* Provided information:
_____
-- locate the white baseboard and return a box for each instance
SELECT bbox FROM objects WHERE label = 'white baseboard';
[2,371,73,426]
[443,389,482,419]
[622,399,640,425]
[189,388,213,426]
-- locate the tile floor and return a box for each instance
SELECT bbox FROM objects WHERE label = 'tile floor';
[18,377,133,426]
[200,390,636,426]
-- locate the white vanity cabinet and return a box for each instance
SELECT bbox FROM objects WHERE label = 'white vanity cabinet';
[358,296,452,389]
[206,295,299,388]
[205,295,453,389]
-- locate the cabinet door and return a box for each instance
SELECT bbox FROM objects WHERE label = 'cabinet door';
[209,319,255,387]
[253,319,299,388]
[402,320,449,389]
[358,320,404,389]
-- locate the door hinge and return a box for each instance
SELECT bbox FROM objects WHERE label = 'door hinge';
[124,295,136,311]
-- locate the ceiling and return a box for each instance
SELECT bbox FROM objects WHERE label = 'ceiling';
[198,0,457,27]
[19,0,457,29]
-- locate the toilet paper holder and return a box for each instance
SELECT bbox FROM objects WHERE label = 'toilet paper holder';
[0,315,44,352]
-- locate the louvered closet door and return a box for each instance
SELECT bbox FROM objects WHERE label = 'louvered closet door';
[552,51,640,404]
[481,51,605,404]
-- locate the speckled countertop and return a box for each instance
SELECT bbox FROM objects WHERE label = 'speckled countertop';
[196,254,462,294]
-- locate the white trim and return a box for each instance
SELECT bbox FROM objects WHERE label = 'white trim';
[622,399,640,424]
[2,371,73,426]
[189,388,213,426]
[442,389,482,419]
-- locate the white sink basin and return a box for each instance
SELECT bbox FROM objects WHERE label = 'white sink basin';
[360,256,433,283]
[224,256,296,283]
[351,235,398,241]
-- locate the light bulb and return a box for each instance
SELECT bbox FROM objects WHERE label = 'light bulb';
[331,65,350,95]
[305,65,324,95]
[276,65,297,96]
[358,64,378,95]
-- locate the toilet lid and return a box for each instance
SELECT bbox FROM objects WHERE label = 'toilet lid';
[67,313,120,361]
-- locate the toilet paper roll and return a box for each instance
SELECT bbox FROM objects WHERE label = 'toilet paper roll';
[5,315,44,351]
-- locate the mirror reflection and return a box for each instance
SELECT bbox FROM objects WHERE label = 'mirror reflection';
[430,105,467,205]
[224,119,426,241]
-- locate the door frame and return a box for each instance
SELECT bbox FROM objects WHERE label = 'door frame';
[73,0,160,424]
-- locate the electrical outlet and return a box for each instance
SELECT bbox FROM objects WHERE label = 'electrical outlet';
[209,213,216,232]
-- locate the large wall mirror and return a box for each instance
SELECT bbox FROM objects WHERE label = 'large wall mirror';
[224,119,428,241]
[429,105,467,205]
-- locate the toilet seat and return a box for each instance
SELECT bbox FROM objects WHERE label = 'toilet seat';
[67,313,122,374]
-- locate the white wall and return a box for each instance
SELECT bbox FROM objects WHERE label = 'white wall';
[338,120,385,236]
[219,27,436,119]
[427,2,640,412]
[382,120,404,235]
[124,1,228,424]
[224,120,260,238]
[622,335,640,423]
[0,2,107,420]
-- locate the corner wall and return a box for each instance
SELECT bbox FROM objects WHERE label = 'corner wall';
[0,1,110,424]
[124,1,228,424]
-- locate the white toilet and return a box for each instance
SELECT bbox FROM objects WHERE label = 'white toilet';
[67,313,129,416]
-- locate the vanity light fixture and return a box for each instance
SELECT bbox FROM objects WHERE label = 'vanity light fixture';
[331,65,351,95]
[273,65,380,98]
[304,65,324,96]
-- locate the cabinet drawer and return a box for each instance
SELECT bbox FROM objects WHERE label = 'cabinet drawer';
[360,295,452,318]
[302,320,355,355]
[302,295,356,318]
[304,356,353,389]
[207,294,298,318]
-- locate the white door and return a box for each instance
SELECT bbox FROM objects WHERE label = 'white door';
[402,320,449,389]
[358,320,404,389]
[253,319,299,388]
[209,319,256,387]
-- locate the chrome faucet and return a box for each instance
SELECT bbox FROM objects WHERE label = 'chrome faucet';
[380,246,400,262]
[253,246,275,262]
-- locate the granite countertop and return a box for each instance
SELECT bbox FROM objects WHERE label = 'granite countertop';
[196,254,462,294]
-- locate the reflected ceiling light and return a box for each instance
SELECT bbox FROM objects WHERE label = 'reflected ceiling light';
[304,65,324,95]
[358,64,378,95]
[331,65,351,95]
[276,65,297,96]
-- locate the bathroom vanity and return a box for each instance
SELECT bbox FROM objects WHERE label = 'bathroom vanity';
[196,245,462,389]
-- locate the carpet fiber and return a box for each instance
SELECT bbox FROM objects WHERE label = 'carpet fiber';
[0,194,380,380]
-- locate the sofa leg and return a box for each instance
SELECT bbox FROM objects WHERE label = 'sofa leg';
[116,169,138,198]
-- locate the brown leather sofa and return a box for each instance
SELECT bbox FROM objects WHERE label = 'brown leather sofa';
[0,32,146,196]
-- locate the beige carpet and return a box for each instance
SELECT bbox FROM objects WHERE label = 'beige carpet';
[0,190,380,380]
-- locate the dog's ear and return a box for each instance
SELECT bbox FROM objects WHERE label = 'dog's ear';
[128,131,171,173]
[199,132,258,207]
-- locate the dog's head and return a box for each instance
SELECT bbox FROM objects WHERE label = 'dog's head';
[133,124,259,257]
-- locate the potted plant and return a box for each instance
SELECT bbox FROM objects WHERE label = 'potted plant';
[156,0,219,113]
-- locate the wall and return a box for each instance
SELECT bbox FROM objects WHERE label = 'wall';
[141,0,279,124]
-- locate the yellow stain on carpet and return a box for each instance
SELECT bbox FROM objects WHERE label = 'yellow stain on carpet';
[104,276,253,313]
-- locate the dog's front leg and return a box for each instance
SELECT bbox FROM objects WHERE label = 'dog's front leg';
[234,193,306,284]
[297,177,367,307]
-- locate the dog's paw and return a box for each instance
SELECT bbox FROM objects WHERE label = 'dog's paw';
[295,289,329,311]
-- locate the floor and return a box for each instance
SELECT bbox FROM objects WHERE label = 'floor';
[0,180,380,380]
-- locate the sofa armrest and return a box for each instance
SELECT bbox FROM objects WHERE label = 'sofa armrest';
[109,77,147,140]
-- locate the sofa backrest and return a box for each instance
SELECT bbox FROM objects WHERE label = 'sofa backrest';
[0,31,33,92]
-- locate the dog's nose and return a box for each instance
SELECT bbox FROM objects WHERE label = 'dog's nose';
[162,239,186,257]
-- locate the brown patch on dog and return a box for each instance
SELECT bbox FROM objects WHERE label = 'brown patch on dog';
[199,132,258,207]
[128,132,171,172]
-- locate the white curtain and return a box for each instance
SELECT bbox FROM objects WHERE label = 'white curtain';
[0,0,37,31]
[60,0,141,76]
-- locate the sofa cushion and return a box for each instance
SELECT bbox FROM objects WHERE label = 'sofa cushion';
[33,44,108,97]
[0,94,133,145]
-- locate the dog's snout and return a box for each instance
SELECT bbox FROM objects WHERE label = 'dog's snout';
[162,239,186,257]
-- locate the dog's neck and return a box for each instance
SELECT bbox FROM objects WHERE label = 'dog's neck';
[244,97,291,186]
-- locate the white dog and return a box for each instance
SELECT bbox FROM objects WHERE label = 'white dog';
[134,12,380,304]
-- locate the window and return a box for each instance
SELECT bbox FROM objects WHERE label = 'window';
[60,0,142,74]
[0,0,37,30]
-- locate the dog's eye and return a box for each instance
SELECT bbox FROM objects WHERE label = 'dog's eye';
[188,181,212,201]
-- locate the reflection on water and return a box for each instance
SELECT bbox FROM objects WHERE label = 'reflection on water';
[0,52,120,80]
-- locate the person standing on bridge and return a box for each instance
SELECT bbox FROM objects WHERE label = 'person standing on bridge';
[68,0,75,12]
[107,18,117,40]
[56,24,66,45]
_____
* What you will do:
Rewrite the lines starting at the one that contains "-- locate the sofa armrest" and ending at the end of the material, swapping every "sofa" for "couch" and leaving everything else unchanged.

* Response to the exercise:
-- locate the couch armrest and return a box for each instance
SELECT bbox FROM objects WHERE label = 'couch armrest';
[109,77,147,140]
-- locate the couch backrest and return a box for each instance
SELECT bbox FROM objects WHERE label = 'couch backrest';
[0,31,33,92]
-- locate the dog's nose and return a box for each instance
SELECT bbox FROM objects WHERE label = 'dog's nose';
[162,239,186,257]
-- locate the brown patch on dog and return a box for each instance
SELECT bbox FROM objects WHERE label = 'brown patch on dog';
[199,132,258,207]
[128,132,171,172]
-- locate the white curtain and return a box for each instance
SELECT bbox FROM objects WHERE label = 'white curtain';
[0,0,37,31]
[60,0,141,76]
-- locate the couch cushion and return a box for each instance
SELECT bbox FROM objects WHERE label = 'couch cushion';
[33,44,108,97]
[0,94,133,145]
-- locate the dog's snout and return a box for each instance
SELECT bbox FROM objects WHERE label = 'dog's snout';
[162,239,186,257]
-- locate the dog's neck and return a box for each instance
SELECT bbox FROM objects WHERE label = 'dog's neck';
[244,97,291,186]
-- locate the white dog and return a box for each instance
SELECT bbox FROM objects WHERE label = 'white dog';
[134,12,380,304]
-- locate the window and return a box for each instance
SELECT bbox FROM objects WHERE label = 'window';
[60,0,142,74]
[0,0,37,30]
-- locate the dog's eye and return a box for each instance
SELECT bbox FROM objects WHERE label = 'dog's eye';
[188,181,212,201]
-- locate the reflection on water and return a box for each instance
SELECT bbox FROM objects WHERE label = 'reflection on water';
[0,52,120,80]
-- locate the person standing on bridge and return a box for each instance
SELECT bbox FROM objects WHERE label = 'person standing on bridge';
[68,0,75,12]
[107,18,117,40]
[56,24,66,45]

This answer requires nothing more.